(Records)
▬▬▬▬▬▬
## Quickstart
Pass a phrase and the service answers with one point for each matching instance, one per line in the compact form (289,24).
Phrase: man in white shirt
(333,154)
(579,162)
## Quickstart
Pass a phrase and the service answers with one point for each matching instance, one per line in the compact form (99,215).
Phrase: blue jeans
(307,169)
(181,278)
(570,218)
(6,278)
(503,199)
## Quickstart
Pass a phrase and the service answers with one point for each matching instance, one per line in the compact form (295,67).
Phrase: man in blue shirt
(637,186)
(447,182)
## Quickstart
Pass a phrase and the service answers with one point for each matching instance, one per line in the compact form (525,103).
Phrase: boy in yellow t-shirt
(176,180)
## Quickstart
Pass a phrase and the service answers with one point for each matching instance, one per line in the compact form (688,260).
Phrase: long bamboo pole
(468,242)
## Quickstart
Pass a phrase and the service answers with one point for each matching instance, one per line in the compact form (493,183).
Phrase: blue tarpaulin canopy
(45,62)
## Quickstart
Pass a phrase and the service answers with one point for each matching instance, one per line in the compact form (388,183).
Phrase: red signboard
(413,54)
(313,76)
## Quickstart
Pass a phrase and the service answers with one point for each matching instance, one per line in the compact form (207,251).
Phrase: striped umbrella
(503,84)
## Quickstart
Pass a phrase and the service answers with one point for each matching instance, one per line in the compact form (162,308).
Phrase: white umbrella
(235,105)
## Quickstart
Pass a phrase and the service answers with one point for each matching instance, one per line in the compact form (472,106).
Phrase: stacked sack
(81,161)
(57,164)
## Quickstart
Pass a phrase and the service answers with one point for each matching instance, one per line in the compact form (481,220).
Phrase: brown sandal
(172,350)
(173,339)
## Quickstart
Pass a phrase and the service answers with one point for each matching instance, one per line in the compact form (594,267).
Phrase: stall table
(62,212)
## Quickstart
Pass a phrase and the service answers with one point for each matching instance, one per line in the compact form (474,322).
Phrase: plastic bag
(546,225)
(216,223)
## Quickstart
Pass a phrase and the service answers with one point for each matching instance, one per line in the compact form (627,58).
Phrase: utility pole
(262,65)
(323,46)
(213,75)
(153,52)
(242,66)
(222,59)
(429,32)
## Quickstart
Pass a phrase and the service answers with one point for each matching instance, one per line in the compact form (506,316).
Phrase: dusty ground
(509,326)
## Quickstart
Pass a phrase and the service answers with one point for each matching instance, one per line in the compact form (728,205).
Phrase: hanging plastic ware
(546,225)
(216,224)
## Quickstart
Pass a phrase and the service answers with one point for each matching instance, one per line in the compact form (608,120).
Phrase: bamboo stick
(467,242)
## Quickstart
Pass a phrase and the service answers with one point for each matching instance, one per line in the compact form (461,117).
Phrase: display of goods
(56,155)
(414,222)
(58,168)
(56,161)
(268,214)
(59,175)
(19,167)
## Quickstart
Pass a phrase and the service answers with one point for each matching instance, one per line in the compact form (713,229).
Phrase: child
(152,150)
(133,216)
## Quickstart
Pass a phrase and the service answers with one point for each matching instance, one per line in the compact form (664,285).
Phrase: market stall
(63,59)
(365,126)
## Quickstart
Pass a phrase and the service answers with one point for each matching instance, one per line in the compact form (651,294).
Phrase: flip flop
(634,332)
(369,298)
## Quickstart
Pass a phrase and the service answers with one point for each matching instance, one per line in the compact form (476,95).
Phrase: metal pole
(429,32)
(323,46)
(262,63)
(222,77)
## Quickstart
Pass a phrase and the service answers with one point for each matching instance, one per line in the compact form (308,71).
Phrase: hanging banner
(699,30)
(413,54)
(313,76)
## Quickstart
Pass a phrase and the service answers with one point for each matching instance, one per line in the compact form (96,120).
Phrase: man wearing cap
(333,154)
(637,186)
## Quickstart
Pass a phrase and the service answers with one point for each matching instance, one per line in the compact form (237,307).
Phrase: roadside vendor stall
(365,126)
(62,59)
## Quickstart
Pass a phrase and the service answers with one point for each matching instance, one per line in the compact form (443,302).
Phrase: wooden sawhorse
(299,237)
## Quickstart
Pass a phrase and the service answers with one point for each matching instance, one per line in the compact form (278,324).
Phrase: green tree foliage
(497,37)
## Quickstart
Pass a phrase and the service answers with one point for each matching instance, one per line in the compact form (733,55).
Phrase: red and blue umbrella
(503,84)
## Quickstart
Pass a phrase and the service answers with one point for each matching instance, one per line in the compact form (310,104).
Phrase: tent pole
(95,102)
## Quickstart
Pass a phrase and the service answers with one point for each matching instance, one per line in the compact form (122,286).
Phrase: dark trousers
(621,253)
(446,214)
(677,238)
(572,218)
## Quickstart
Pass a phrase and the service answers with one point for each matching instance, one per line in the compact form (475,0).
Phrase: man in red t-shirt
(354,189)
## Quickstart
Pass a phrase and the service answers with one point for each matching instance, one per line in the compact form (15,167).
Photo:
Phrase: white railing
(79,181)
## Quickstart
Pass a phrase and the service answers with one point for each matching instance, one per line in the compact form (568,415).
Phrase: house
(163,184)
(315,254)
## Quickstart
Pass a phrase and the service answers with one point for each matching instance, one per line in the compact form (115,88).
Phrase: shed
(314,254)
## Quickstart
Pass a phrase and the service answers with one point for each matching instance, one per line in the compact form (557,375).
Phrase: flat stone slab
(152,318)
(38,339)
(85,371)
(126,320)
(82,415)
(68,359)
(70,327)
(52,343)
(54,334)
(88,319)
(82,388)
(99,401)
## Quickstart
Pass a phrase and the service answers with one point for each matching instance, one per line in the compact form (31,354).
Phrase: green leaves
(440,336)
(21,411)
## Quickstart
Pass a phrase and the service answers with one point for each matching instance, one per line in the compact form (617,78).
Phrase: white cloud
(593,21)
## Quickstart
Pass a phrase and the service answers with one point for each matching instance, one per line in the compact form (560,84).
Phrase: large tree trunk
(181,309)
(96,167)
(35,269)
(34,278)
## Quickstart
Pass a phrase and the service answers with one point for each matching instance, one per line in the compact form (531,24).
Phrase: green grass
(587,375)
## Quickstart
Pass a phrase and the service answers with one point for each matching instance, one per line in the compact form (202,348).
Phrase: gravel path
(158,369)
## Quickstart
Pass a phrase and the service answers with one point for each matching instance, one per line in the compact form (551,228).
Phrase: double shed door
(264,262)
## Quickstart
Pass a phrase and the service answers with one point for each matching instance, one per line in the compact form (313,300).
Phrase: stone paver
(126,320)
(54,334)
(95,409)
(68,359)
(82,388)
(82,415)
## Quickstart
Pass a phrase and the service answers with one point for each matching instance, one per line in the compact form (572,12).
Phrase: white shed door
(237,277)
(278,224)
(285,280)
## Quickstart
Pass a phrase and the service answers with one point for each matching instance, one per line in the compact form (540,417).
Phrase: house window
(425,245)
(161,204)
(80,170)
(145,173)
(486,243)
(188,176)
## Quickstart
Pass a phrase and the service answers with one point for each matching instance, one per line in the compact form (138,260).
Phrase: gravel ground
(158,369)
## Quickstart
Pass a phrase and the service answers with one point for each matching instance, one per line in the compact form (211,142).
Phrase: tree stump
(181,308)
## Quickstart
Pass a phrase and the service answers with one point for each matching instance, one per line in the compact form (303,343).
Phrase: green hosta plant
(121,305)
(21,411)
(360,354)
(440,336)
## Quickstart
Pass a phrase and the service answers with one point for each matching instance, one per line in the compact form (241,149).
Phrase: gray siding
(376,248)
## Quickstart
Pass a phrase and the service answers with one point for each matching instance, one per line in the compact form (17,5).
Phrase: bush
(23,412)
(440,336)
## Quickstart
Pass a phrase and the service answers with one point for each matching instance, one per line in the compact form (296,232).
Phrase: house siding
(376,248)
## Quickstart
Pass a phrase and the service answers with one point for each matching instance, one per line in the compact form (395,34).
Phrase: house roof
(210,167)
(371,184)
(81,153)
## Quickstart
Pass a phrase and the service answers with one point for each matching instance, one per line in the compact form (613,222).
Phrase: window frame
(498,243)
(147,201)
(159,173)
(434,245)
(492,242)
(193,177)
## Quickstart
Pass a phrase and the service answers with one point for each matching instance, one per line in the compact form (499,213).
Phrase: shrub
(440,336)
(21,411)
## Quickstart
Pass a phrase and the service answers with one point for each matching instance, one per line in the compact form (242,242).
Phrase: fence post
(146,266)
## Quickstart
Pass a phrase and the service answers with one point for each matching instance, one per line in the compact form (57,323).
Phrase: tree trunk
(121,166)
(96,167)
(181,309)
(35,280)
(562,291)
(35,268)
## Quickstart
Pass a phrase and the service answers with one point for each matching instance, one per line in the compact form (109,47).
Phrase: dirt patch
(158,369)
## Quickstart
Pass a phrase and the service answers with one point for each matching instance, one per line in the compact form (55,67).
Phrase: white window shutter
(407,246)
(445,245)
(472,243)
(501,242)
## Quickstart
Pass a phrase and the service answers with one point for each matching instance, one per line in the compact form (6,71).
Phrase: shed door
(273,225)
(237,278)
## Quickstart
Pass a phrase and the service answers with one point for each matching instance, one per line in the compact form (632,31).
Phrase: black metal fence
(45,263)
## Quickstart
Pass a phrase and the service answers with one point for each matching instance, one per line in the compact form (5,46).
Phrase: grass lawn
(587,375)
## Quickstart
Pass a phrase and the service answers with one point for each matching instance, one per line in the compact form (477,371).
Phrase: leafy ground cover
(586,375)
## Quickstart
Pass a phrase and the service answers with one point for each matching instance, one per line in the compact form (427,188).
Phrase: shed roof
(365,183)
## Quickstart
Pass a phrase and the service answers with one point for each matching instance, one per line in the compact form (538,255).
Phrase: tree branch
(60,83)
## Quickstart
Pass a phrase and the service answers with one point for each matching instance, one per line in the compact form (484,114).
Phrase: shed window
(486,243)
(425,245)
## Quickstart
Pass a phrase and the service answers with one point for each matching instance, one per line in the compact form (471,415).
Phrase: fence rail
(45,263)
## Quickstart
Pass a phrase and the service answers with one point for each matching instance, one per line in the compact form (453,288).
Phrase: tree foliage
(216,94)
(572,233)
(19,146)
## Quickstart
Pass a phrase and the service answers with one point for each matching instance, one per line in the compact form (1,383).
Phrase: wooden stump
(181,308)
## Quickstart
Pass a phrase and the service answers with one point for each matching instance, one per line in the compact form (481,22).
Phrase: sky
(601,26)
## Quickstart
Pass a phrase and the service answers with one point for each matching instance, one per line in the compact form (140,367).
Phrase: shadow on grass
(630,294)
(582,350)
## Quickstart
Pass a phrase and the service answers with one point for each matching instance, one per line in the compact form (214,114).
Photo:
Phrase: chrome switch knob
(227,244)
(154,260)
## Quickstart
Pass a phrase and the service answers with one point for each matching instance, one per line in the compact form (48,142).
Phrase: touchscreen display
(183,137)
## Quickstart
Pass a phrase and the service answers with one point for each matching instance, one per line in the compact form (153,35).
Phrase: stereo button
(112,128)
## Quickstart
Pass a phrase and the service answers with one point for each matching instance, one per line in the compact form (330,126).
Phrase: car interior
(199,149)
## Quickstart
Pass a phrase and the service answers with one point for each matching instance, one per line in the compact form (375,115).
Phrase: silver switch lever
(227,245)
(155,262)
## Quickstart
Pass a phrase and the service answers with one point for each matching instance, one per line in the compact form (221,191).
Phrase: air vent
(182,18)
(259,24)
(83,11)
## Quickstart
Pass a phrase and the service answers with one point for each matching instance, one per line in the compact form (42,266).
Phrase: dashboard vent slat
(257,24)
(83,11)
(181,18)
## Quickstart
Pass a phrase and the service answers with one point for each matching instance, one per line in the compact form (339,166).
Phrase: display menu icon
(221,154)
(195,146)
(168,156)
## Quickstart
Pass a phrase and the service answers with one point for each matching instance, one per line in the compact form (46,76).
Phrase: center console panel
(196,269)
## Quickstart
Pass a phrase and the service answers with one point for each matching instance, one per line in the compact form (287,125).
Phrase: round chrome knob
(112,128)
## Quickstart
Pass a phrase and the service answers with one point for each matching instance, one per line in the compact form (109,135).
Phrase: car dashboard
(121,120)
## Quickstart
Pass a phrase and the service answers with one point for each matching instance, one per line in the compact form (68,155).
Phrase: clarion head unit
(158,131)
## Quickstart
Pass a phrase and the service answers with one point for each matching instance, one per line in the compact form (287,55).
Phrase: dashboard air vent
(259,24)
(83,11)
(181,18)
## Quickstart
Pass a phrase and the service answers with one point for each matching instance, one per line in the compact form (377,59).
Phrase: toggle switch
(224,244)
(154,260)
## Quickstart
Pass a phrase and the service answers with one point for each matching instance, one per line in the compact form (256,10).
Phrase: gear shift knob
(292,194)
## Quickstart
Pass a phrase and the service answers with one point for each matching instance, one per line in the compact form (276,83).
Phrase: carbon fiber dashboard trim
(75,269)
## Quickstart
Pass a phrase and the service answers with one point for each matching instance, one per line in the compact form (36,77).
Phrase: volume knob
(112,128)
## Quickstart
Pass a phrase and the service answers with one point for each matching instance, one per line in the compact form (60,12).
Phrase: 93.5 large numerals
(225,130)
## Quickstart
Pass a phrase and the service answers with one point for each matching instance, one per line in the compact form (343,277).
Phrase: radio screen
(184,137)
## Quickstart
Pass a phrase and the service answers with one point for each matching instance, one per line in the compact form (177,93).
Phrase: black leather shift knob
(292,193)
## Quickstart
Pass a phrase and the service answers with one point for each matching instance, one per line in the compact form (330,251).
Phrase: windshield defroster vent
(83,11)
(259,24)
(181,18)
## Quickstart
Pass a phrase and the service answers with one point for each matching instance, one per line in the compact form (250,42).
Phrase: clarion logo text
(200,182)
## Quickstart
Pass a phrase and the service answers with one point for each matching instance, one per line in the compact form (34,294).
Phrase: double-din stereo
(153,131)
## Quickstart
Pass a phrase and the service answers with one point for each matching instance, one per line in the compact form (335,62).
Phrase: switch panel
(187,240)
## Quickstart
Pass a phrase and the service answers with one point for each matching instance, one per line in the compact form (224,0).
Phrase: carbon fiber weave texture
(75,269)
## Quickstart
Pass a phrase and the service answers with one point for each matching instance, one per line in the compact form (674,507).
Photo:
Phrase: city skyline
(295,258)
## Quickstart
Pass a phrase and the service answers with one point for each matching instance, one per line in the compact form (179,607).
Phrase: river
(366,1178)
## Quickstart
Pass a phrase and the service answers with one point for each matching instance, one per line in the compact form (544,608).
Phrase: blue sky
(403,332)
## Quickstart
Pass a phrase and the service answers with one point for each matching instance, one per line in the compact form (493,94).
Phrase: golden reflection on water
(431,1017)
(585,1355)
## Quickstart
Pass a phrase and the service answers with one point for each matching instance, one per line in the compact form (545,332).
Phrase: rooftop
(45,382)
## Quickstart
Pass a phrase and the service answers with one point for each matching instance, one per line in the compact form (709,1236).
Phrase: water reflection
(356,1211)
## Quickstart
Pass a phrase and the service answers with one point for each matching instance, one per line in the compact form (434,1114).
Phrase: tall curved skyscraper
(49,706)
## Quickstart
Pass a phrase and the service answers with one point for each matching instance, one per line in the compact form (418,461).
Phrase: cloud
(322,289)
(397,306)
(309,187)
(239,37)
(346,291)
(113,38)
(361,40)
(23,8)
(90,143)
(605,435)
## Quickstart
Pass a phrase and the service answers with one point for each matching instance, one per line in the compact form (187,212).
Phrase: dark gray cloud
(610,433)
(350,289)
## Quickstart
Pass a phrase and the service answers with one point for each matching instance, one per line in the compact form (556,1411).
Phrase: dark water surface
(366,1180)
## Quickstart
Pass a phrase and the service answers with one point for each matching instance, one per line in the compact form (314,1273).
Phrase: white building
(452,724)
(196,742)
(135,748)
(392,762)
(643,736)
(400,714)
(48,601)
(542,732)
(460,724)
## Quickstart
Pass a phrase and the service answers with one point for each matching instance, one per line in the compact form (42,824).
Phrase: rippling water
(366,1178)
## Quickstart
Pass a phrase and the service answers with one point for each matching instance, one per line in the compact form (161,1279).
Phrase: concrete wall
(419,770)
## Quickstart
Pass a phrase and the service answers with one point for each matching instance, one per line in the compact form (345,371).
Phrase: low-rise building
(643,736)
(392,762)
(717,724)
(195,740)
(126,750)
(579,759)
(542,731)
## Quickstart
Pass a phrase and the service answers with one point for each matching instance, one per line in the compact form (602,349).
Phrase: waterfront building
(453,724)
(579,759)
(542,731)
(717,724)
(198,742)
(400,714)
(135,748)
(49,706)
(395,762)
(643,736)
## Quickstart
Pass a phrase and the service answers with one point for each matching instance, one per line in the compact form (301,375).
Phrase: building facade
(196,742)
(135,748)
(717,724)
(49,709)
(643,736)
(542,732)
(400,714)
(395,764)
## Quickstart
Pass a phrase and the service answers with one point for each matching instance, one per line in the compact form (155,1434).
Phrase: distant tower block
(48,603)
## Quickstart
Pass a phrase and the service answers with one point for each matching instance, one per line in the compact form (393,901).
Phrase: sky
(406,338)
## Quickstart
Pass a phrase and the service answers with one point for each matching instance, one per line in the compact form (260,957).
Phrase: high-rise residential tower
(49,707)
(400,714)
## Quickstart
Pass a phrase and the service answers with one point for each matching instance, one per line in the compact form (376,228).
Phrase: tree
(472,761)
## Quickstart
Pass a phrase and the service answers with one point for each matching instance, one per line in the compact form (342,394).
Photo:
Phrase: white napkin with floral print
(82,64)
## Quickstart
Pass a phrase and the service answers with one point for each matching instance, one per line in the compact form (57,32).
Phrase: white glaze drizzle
▬▬▬▬▬▬
## EXERCISE INSTRUCTIONS:
Pull out every line in the records above that contains the string "grass".

## SOLUTION FOR THIS TASK:
Phrase: green grass
Phrase: grass lawn
Phrase: shadow on grass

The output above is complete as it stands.